Entries shown below:

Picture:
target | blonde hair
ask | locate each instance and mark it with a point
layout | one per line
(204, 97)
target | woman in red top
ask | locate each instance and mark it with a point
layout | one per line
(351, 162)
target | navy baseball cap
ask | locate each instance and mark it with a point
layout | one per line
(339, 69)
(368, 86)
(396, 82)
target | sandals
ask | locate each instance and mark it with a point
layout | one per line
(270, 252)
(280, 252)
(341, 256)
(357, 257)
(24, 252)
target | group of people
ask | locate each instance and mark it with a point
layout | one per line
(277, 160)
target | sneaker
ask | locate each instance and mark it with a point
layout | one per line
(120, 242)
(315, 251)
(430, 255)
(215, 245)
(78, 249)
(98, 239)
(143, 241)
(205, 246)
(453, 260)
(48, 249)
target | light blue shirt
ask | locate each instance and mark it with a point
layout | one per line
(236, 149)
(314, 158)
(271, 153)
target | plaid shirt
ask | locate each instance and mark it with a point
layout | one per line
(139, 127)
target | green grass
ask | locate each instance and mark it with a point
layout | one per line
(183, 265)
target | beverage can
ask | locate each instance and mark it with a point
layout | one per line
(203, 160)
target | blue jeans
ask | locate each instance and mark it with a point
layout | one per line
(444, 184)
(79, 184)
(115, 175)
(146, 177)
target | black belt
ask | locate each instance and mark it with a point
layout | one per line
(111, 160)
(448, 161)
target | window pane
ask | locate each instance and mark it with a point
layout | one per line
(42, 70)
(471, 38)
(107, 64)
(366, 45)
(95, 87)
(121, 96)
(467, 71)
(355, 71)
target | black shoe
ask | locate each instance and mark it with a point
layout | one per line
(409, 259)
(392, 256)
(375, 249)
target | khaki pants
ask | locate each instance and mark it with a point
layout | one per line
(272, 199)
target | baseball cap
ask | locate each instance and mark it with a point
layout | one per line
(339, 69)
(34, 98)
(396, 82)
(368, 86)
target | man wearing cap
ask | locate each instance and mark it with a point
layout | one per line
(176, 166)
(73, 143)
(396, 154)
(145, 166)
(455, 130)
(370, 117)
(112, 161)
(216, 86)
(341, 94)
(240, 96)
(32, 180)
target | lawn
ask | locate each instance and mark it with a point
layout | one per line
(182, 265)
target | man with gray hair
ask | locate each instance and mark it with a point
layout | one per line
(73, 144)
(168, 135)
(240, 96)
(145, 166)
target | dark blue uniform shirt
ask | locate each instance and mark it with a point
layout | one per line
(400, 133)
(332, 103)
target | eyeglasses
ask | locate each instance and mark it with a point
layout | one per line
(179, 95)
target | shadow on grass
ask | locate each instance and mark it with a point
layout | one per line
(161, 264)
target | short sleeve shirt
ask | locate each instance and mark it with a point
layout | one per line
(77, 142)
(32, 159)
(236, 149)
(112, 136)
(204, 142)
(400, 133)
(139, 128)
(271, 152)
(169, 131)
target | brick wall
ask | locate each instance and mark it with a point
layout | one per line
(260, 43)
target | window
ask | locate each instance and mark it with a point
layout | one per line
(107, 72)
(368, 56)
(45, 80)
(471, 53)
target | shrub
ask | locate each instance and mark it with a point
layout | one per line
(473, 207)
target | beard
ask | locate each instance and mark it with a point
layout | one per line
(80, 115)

End of Entries shown.

Work required
Every single entry is to be retyped exactly.

Result
Picture:
target | blonde hair
ask | locate each instance and mark it with a point
layout | one per line
(204, 97)
target | woman in red top
ask | locate each instance and mark it with a point
layout | one per line
(351, 162)
target | navy baseball cap
ask | locate each instance and mark it with a point
layout | one per line
(339, 69)
(368, 86)
(396, 82)
target | sandals
ask | locate each instance and mark it with a point
layout | one per line
(270, 252)
(280, 252)
(341, 256)
(357, 257)
(24, 252)
target | group of people
ask | locate each instance and mark it with a point
layout | one per line
(277, 160)
target | sneaker
ask | locate each instance and mark it with a point
layout | one per line
(120, 242)
(315, 251)
(430, 255)
(215, 245)
(78, 249)
(98, 239)
(143, 241)
(205, 246)
(453, 260)
(48, 249)
target | light blue shirt
ask | locate each instance and mark it with a point
layout | one per line
(236, 149)
(314, 158)
(271, 153)
target | plaid shirt
ask | locate each instance and mark it with a point
layout | one per line
(139, 127)
target | green grass
ask | locate each instance and mark it with a point
layout | one per line
(183, 265)
target | beverage can
ask | locate each instance and mark it with a point
layout | one per line
(203, 160)
target | blue jeans
ask | locate each instance and mark it with a point
layout | one per line
(444, 184)
(79, 184)
(115, 175)
(146, 177)
target | black belt
ask | locate each instance and mark it with a point
layout | one per line
(111, 160)
(448, 161)
target | window pane
ask | locate each instance and mark it with a point
layout | one per line
(42, 70)
(471, 38)
(107, 64)
(366, 45)
(95, 87)
(121, 96)
(467, 71)
(355, 71)
target | black shoe
ask | locate each instance and mark it with a point
layout | one per line
(409, 259)
(392, 256)
(375, 249)
target | khaki pants
ask | locate each instance and mark it with a point
layout | one per line
(272, 199)
target | baseball cap
ask | locate each instance and mark it with a point
layout | one per line
(339, 69)
(34, 98)
(396, 82)
(368, 86)
target | man wearing cap
ask | locate each instance and mark it with a point
layout | one per line
(176, 166)
(73, 143)
(396, 154)
(145, 166)
(455, 130)
(370, 117)
(112, 161)
(216, 86)
(341, 94)
(240, 96)
(32, 180)
target | lawn
ask | locate each instance and mark it with a point
layout | one per line
(182, 265)
target | man with gray hair
ask | locate each instance and mark it with a point
layout | one per line
(73, 144)
(168, 135)
(240, 96)
(145, 166)
target | dark blue uniform shirt
ask | locate each instance and mark it with a point
layout | one per line
(400, 133)
(332, 103)
target | eyeglasses
ask | locate each instance and mark it with a point
layout | one per line
(179, 95)
target | shadow on grass
ask | locate each instance and mark it with a point
layout | one per line
(161, 264)
target | short sleeve shirt
ask | locate each instance and mark it with a point
layout | one per line
(77, 142)
(32, 159)
(236, 149)
(112, 136)
(204, 142)
(400, 133)
(139, 128)
(271, 152)
(169, 131)
target | brick wall
ask | locate each instance and mark it with a point
layout | one per line
(260, 43)
target | window
ask | locate each instance and mark it with a point
layout | one per line
(107, 72)
(368, 56)
(45, 80)
(471, 53)
target | shrub
ask | locate each instance and mark it with a point
layout | one per line
(473, 207)
target | beard
ask | locate each instance and mark it with a point
layout | one per line
(80, 115)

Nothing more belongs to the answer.